═════ Page

No one disputed the description of the business carried on at the Tia Wanna Club as given by the plaintiff and that description brought it squarely within the provisions of Section 1700(e) both before and after the amendment referred to. Before the amendment the Section read in relevant part:
'There shall be levied, assessed, collected, and paid--
'(e) Tax on cabarets, roof gardens, etc.-- (1) Rate.-- A tax equivalent to 20 per centum of all amounts paid for admission, refreshment, service, or merchandise, at any roof garden, cabaret, or other similar place furnishing a public performance for profit, by or for any patron or guest who is entitled to be present during any portion of such performance. The term 'roof garden, cabaret, or other similar place' shall include any room in any * * * restaurant * * * or other public place where music and dancing privileges * * * are afforded the patrons in connection with the serving * * * of food * * *.'
The amendment required the following to be inserted after the above:
'In no case shall such term include any ballroom, dance hall, or other similar place where the serving of food * * * is merely incidental, unless such place would be considered, without the application of the preceding sentence, as a 'roof garden, cabaret or other similar place."1
The proof in this case including the testimony of the plaintiff established that the Tia Wanna Club was a cabaret or similar place furnishing a public performance in that it was a restaurant and public place where music and dancing privileges were afforded the patrons after 8 P.M. in connection with the serving of food and such selling and serving of food was not incidental to, but a main function of the business. The plaintiff testified:
'We are in the food business. We have a family clientele, businessmen and people that just want to go out and eat good food. * * * The primary thing that we attempt to do for patrons is to seat and satisfy them and give them good food.

══════════

> **Work to be completed**: Please state the tax rate that the Tia Wanna Club passage says Section 1700(e) levied before the amendment.

═════ Information provided

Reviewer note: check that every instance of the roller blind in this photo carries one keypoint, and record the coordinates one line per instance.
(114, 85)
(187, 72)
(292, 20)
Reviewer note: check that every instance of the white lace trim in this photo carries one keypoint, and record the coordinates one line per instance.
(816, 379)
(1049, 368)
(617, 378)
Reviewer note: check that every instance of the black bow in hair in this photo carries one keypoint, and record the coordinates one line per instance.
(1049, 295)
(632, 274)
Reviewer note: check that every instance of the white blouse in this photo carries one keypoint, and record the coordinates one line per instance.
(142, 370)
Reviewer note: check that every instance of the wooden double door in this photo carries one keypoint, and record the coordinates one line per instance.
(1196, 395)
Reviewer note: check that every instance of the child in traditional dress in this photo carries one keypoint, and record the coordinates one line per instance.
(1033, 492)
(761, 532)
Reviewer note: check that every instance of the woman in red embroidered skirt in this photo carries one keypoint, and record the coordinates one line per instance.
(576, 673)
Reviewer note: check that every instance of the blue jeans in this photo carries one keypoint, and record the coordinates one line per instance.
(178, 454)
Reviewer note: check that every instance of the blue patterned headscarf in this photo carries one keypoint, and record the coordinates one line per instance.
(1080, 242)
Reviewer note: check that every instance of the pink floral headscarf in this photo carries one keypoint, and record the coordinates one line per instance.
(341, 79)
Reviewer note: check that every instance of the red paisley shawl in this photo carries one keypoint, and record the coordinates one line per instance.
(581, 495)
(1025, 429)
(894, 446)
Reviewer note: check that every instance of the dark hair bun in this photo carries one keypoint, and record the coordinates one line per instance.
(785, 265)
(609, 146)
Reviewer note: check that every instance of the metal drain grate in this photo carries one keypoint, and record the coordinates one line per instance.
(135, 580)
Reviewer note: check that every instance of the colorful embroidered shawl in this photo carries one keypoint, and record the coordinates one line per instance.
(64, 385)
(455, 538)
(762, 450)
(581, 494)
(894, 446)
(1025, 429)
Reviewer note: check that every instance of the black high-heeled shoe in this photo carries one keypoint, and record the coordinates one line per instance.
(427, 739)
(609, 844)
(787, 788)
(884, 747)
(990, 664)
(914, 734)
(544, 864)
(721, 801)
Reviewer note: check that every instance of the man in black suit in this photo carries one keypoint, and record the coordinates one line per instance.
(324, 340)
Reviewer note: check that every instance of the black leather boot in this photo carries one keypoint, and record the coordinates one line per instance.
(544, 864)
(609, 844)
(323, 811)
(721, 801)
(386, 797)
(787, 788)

══════════

> **Answer to this exercise**: 20 per centum of all amounts paid for admission, refreshment, service, or merchandise.